**Required action:** Below are the entries; return every line among them that holds the word "pixel".

**Provided entries:**
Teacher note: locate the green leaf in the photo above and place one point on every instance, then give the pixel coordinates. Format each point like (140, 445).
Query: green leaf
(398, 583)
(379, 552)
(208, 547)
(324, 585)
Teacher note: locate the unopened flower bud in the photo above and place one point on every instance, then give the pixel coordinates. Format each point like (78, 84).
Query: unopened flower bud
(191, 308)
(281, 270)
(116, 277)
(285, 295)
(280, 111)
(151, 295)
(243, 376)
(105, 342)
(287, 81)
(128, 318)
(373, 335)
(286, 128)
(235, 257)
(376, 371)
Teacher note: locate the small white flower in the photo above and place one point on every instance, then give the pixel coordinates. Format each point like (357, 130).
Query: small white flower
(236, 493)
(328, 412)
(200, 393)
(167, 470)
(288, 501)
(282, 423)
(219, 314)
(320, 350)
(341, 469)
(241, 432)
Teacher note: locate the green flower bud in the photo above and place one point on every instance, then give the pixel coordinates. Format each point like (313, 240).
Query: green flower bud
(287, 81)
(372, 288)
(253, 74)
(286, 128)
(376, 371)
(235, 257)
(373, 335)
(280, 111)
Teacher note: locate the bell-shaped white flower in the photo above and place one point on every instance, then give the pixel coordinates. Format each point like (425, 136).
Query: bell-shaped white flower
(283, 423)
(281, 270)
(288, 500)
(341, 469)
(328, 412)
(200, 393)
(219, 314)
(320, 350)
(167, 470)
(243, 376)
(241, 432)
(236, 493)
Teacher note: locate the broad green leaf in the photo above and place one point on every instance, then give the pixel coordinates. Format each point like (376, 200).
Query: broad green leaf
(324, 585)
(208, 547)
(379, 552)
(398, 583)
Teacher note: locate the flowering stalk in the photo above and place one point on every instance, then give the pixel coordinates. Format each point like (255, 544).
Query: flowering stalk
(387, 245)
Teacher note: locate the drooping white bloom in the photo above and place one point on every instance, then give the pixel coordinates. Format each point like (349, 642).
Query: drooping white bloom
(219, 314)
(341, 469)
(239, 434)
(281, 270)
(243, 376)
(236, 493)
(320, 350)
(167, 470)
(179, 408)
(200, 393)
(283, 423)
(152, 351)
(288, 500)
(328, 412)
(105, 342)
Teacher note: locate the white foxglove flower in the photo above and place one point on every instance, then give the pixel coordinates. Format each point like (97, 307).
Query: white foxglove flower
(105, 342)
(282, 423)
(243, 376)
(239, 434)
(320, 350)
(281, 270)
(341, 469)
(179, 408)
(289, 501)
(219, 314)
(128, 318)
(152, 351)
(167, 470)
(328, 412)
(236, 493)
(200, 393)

**Result of this exercise:**
Teacher note: locate the green leaf in the photo above and place one point on every instance, then give the pixel coordinates. Format each point like (140, 445).
Teacher note: locate the unopened flower bud in the photo above and place one point on every instance, then give the pixel coordinates. Format each point like (78, 84).
Teacher note: locate the small white flower in the photo above and place one point on every instance, then give the pixel coordinates. Format each point like (357, 130).
Teacher note: locate the green flower bud in the photo above and place one point on every instance, then give the pixel coordinates. Format each point like (313, 240).
Teacher note: locate the bell-shaped white flower in the photo above and place one point on every instance, then give the pixel coordinates. Format each point like (425, 136).
Teacher note: locate the broad green leaf in the photo above and place one point on every instance, then give the pixel coordinates. Format each point like (376, 200).
Teacher note: locate the flowering stalk in the photo above and place one point on every instance, then give the pixel coordinates. Format each point like (255, 544).
Teacher note: locate the drooping white bloom in the photo above and place one point on every instance, then give the pixel coordinates. Format each point like (349, 642).
Teacher note: locate the white foxglove flower in the photo above and place one point on every instance, then give the pixel coordinates. Format each point like (97, 307).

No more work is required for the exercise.